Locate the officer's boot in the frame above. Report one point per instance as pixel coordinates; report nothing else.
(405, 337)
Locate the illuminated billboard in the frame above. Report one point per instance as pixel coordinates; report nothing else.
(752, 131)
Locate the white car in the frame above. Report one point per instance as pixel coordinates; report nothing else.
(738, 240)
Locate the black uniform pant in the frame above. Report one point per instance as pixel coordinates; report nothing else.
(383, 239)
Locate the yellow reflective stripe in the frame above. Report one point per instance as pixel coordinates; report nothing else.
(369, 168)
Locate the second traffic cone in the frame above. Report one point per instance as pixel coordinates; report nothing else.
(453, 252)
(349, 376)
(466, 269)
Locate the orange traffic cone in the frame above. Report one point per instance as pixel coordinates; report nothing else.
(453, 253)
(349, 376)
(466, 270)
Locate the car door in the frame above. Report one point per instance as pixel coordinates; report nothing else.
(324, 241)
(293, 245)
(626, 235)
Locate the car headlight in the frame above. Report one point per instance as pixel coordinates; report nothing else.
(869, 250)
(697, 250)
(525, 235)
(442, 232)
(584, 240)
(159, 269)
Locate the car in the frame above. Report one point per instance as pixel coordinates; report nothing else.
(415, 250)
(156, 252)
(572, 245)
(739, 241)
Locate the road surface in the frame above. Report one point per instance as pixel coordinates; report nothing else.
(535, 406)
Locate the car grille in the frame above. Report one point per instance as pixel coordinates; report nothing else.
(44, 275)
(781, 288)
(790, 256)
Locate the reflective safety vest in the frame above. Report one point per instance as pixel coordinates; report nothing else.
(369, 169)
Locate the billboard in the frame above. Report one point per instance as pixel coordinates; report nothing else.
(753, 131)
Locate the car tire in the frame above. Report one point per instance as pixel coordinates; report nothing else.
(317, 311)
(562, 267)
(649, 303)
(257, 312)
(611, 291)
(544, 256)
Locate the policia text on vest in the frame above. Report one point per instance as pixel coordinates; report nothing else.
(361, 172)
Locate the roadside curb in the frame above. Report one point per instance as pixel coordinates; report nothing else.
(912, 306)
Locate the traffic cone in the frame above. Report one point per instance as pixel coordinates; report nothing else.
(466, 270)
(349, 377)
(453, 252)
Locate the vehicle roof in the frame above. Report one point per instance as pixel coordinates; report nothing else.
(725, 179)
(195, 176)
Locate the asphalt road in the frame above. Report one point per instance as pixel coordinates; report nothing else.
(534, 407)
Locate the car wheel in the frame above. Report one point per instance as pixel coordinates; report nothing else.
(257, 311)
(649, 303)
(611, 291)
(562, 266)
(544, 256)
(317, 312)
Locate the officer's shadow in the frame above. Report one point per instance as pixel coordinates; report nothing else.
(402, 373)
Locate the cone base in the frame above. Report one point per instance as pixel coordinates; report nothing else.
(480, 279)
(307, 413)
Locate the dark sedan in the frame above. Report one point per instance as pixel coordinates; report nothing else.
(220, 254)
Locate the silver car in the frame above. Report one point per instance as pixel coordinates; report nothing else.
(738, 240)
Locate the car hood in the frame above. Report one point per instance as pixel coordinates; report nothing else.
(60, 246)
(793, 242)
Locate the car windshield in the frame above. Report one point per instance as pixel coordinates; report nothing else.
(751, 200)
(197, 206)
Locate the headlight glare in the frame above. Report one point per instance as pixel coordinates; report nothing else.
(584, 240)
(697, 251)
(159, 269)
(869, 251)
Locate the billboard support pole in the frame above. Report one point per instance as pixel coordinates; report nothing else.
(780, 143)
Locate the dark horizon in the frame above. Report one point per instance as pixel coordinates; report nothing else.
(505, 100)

• • • •

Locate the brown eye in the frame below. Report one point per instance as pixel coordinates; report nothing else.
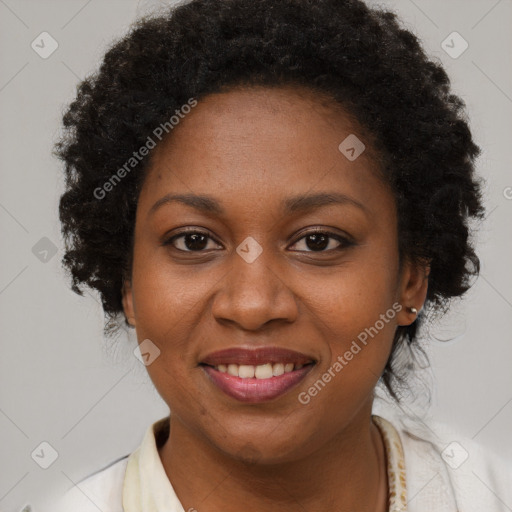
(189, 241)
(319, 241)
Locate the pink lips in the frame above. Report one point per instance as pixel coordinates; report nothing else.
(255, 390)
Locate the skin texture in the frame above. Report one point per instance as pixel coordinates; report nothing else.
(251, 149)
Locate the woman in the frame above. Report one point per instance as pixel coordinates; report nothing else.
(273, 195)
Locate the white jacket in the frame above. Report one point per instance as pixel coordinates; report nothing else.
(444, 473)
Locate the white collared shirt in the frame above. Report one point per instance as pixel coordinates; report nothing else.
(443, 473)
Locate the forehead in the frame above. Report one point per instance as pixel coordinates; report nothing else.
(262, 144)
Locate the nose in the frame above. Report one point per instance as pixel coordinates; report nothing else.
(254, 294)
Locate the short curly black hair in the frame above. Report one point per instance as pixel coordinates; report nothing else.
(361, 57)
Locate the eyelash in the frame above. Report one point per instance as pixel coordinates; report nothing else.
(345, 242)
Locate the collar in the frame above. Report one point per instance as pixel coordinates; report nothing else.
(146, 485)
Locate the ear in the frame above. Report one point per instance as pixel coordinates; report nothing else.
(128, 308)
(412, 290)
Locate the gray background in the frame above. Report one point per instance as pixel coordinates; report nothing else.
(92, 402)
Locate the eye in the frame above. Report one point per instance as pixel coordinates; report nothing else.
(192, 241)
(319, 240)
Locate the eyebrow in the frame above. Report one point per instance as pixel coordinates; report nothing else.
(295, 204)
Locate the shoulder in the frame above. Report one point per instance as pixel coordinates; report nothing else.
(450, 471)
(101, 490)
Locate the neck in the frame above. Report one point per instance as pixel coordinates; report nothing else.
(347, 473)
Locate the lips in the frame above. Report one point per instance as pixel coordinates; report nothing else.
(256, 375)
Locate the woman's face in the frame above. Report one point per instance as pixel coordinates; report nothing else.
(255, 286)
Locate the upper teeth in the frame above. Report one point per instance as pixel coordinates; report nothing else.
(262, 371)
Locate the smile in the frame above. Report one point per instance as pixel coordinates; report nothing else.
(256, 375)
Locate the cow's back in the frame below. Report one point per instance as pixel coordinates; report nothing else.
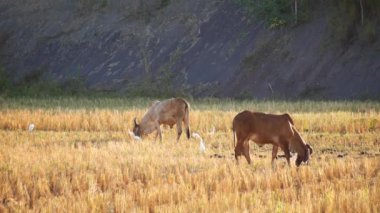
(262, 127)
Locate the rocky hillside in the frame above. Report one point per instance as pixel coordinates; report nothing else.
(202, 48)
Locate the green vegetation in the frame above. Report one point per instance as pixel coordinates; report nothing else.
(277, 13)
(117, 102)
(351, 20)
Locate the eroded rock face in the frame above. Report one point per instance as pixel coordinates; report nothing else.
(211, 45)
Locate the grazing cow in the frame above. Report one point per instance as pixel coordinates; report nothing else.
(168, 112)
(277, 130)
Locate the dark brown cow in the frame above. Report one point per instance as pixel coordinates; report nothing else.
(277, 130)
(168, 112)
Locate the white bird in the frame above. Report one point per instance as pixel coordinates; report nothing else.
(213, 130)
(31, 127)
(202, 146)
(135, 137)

• • • •

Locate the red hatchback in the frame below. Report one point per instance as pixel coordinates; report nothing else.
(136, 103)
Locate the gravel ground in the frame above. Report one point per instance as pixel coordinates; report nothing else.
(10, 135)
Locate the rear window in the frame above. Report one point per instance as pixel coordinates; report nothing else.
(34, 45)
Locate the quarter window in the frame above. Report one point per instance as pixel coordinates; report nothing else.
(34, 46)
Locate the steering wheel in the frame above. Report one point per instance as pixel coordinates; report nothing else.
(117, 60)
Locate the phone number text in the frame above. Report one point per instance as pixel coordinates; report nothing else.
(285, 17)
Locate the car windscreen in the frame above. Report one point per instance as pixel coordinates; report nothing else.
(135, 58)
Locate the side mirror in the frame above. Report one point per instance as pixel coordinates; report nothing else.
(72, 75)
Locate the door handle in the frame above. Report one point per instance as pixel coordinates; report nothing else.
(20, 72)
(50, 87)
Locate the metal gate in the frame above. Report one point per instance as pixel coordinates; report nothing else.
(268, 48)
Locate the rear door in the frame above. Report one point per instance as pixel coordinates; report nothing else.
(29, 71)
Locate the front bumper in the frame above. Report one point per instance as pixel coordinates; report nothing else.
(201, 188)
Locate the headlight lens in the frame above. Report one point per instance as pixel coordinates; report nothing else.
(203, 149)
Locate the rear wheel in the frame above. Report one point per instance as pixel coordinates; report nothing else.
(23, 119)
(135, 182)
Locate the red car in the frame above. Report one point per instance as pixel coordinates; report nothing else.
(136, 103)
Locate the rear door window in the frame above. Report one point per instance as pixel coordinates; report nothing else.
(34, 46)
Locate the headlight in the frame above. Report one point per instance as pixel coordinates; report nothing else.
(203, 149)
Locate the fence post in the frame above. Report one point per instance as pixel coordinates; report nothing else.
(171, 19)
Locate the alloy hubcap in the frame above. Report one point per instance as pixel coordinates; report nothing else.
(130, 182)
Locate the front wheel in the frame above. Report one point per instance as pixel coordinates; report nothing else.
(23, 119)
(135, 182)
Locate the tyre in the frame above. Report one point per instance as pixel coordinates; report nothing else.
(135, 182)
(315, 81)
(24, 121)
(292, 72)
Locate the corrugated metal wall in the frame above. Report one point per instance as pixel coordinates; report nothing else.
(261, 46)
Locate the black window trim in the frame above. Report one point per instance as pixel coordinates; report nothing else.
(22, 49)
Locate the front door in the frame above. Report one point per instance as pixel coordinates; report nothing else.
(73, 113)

• • • •

Given exercise —
Copy each line in the items above that contains the string "woman". Case counts, so a line matches only if it has those letters in the same capitalization.

The response —
Locate the woman in the frame above. Report one point per instance as pixel coordinates; report nothing else.
Locate the woman's face in the frame above. Report one point per instance as pixel coordinates; report nothing else.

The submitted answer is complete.